**What to produce**: If a line in the material below has the string "hair", copy it out.

━━━━━ Extracted material ━━━━━

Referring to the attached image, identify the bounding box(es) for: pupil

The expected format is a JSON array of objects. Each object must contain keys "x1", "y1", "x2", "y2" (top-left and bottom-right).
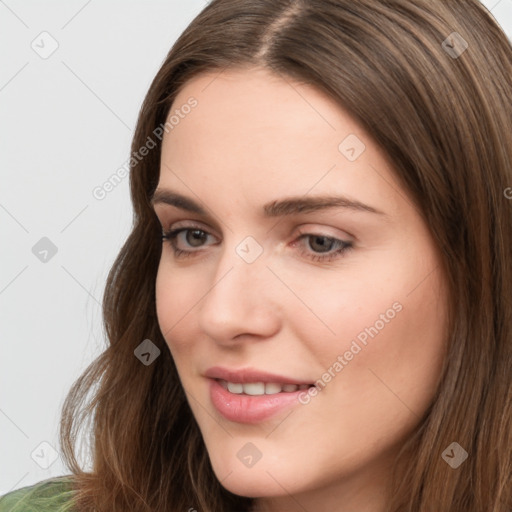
[
  {"x1": 187, "y1": 230, "x2": 207, "y2": 247},
  {"x1": 309, "y1": 235, "x2": 333, "y2": 253}
]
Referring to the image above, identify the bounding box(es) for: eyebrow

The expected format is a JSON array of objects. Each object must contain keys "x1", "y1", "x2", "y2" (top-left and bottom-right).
[{"x1": 150, "y1": 189, "x2": 387, "y2": 217}]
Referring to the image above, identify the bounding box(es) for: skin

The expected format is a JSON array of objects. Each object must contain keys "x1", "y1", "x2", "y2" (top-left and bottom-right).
[{"x1": 153, "y1": 66, "x2": 449, "y2": 512}]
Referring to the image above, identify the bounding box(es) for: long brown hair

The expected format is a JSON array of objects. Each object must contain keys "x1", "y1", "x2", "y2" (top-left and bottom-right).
[{"x1": 57, "y1": 1, "x2": 512, "y2": 510}]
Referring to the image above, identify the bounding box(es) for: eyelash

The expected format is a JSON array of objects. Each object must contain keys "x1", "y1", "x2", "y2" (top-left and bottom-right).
[{"x1": 161, "y1": 225, "x2": 354, "y2": 263}]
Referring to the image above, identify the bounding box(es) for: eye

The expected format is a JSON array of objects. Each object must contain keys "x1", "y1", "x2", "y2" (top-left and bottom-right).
[
  {"x1": 292, "y1": 232, "x2": 354, "y2": 263},
  {"x1": 162, "y1": 226, "x2": 217, "y2": 259},
  {"x1": 161, "y1": 225, "x2": 354, "y2": 263}
]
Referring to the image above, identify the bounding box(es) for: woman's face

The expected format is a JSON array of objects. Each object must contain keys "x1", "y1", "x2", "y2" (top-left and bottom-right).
[{"x1": 153, "y1": 66, "x2": 448, "y2": 510}]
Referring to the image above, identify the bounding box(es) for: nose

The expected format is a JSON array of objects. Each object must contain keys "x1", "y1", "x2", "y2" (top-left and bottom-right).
[{"x1": 197, "y1": 240, "x2": 281, "y2": 345}]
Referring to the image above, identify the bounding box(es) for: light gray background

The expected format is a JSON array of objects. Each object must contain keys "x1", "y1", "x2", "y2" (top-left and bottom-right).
[{"x1": 1, "y1": 0, "x2": 510, "y2": 495}]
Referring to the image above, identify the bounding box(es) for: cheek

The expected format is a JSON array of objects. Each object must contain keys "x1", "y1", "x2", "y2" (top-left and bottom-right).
[
  {"x1": 276, "y1": 257, "x2": 405, "y2": 359},
  {"x1": 345, "y1": 300, "x2": 444, "y2": 430},
  {"x1": 285, "y1": 250, "x2": 447, "y2": 404},
  {"x1": 155, "y1": 261, "x2": 200, "y2": 354}
]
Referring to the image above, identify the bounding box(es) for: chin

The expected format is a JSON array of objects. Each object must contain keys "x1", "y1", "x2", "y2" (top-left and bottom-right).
[
  {"x1": 215, "y1": 470, "x2": 282, "y2": 498},
  {"x1": 207, "y1": 453, "x2": 289, "y2": 498}
]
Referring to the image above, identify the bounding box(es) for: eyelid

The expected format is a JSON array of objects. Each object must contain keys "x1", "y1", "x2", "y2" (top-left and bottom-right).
[
  {"x1": 294, "y1": 224, "x2": 354, "y2": 242},
  {"x1": 163, "y1": 219, "x2": 219, "y2": 236},
  {"x1": 154, "y1": 207, "x2": 224, "y2": 236}
]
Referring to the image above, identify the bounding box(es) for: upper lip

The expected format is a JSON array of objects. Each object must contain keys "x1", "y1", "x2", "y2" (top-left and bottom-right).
[{"x1": 204, "y1": 366, "x2": 314, "y2": 385}]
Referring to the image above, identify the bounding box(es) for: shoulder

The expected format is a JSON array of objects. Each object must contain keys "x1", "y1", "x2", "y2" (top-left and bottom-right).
[{"x1": 0, "y1": 476, "x2": 77, "y2": 512}]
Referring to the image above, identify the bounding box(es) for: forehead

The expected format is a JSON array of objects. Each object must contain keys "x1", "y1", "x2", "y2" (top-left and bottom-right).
[
  {"x1": 167, "y1": 66, "x2": 361, "y2": 155},
  {"x1": 158, "y1": 66, "x2": 402, "y2": 218}
]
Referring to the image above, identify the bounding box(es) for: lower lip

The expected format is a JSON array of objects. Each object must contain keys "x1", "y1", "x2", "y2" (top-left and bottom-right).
[{"x1": 208, "y1": 379, "x2": 308, "y2": 424}]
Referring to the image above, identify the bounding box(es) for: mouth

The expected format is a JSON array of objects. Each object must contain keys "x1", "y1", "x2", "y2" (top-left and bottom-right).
[
  {"x1": 216, "y1": 378, "x2": 314, "y2": 395},
  {"x1": 207, "y1": 377, "x2": 317, "y2": 424}
]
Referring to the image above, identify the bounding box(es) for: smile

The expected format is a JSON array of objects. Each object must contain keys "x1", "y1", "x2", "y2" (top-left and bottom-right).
[
  {"x1": 208, "y1": 378, "x2": 317, "y2": 423},
  {"x1": 218, "y1": 379, "x2": 312, "y2": 395}
]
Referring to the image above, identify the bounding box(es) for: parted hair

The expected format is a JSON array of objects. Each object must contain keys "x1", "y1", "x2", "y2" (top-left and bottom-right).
[{"x1": 56, "y1": 1, "x2": 512, "y2": 510}]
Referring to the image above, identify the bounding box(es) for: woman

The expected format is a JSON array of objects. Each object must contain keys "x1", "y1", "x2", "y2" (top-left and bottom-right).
[{"x1": 1, "y1": 0, "x2": 511, "y2": 510}]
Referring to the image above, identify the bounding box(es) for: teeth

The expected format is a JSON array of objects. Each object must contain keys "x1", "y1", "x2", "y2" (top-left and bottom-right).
[
  {"x1": 226, "y1": 381, "x2": 243, "y2": 394},
  {"x1": 243, "y1": 382, "x2": 265, "y2": 395},
  {"x1": 220, "y1": 380, "x2": 307, "y2": 395},
  {"x1": 264, "y1": 383, "x2": 282, "y2": 395}
]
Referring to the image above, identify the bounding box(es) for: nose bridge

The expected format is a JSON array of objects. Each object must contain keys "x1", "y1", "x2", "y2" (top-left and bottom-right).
[
  {"x1": 197, "y1": 233, "x2": 280, "y2": 340},
  {"x1": 214, "y1": 232, "x2": 269, "y2": 292},
  {"x1": 206, "y1": 234, "x2": 269, "y2": 308}
]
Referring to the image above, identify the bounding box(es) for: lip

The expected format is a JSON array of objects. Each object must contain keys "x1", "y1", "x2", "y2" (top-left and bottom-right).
[
  {"x1": 208, "y1": 378, "x2": 310, "y2": 424},
  {"x1": 204, "y1": 366, "x2": 315, "y2": 424},
  {"x1": 204, "y1": 366, "x2": 314, "y2": 385}
]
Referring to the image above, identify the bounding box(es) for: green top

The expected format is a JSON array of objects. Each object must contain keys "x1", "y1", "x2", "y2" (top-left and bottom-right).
[{"x1": 0, "y1": 477, "x2": 76, "y2": 512}]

━━━━━

**Answer section**:
Referring to the image above, identify the bounding box(es) for: long brown hair
Referring to the image above, identify the bounding box(es) for: parted hair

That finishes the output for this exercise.